:: THE TASKS ::
(a) Write out, word for word, the stretch of the disk performance report from "The device sd2198" through "of the request.".
(b) Pick up the disk performance report where it stops and carry it on.

:: PAGE EXCERPT ::
++++++++++

The device sd2198 was busy an average of 39.1 percent of the time and had an average queue depth of 1.4 (when occupied). Average %busy disk data indicates that the device cannot support a much heavier load without becoming a performance bottleneck. During the peak interval from 00:30:01 to 00:50:00, the disk was 99.0 percent busy. Peak disk busy statistics can be used to help understand performance problems. If performance was worse when the disk was busiest, then a performance bottleneck may be that disk. The average service time reported for this device and its accompanying disk subsystem was 3.5 milliseconds. This is indicative of a very fast disk or a disk controller with cache. Service time is the delay between the time a request was sent to a device and the time that the device signaled completion of the request.

The device sd2048 was busy an average of 28.1 percent of the time and had an average queue depth of 0.8 (when occupied). This indicates that the device is not a performance bottleneck. During the peak interval from 00:50:00 to 01:10:00, the disk was 71.0 percent busy. The average service time reported for this device and its accompanying disk subsystem was 3.2 milliseconds. This is indicative of a very fast disk or a disk controller with cache.

++++++++++

:: RAW DATA ::
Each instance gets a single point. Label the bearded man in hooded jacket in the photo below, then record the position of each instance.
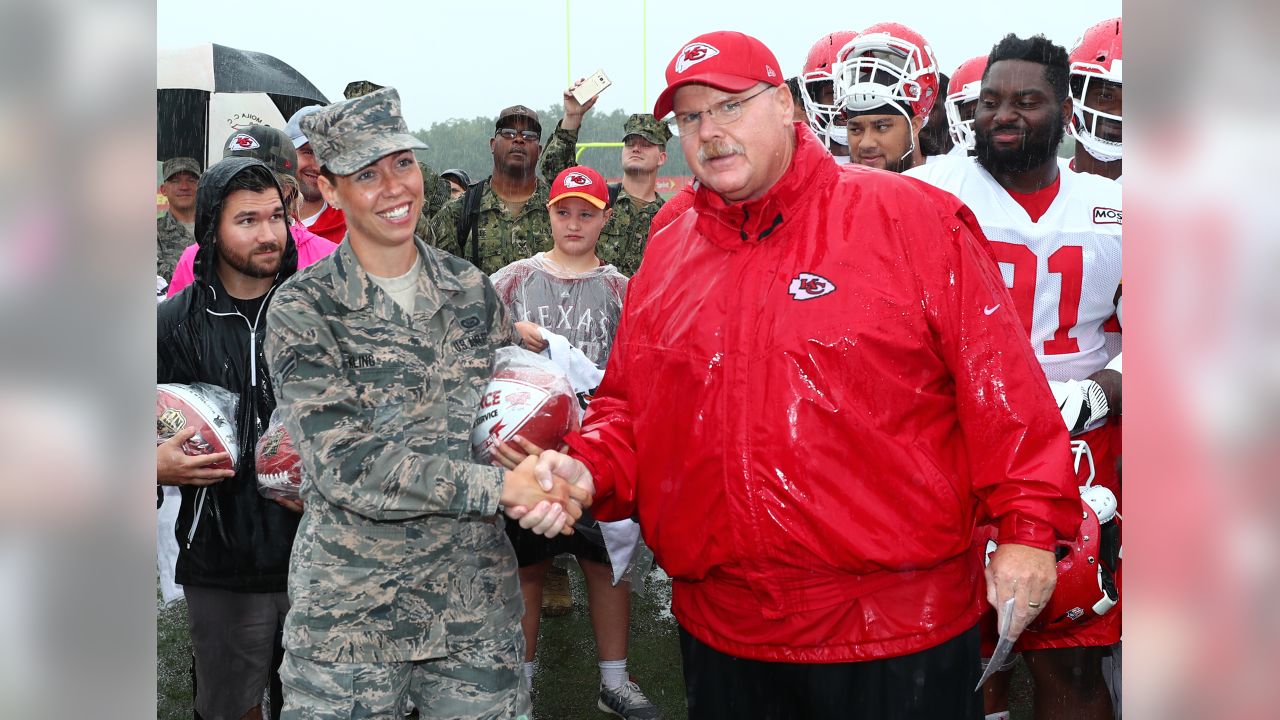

++++++++++

:: EXPECTED OUTPUTS ::
(a)
The device sd2198 was busy an average of 39.1 percent of the time and had an average queue depth of 1.4 (when occupied). Average %busy disk data indicates that the device cannot support a much heavier load without becoming a performance bottleneck. During the peak interval from 00:30:01 to 00:50:00, the disk was 99.0 percent busy. Peak disk busy statistics can be used to help understand performance problems. If performance was worse when the disk was busiest, then a performance bottleneck may be that disk. The average service time reported for this device and its accompanying disk subsystem was 3.5 milliseconds. This is indicative of a very fast disk or a disk controller with cache. Service time is the delay between the time a request was sent to a device and the time that the device signaled completion of the request.

(b)
The device sd2050 was busy an average of 21.2 percent of the time and had an average queue depth of 0.4 (when occupied). This indicates that the device is not a performance bottleneck. During the peak interval from 10:30:01 to 10:50:00, the disk was 54.0 percent busy. The average service time reported for this device and its accompanying disk subsystem was 1.3 milliseconds. This is indicative of a very fast disk or a disk controller with cache.

The device sd2204 was busy an average of 13.1 percent of the time and had an average queue depth of 0.6 (when occupied). During the peak interval from 07:50:00 to 08:10:01, the disk was 86.0 percent busy. The average service time reported for this device and its accompanying disk subsystem was 3.7 milliseconds. This is indicative of a very fast disk or a disk controller with cache.

At 14:50:01 ps -elf data indicated that there were a peak of 2504 processes present. This was the largest number of processes seen with ps -elf but it is not likely to be the absolute peak because the operating system does not store the true "high-water mark" for this statistic. There were an average of 1002.8 processes present.

Graph of the number of processes present

No runaway processes, memory leaks, or suspiciously large processes were detected in the data contained in file 20070314. No table was generated because no unusual resource utilization was seen in the ps data.

More information on performance analysis and tuning can be found in The System Administration Guide Volumes 1 & 2, and in Adrian Cockcroft's Sun Performance and Tuning.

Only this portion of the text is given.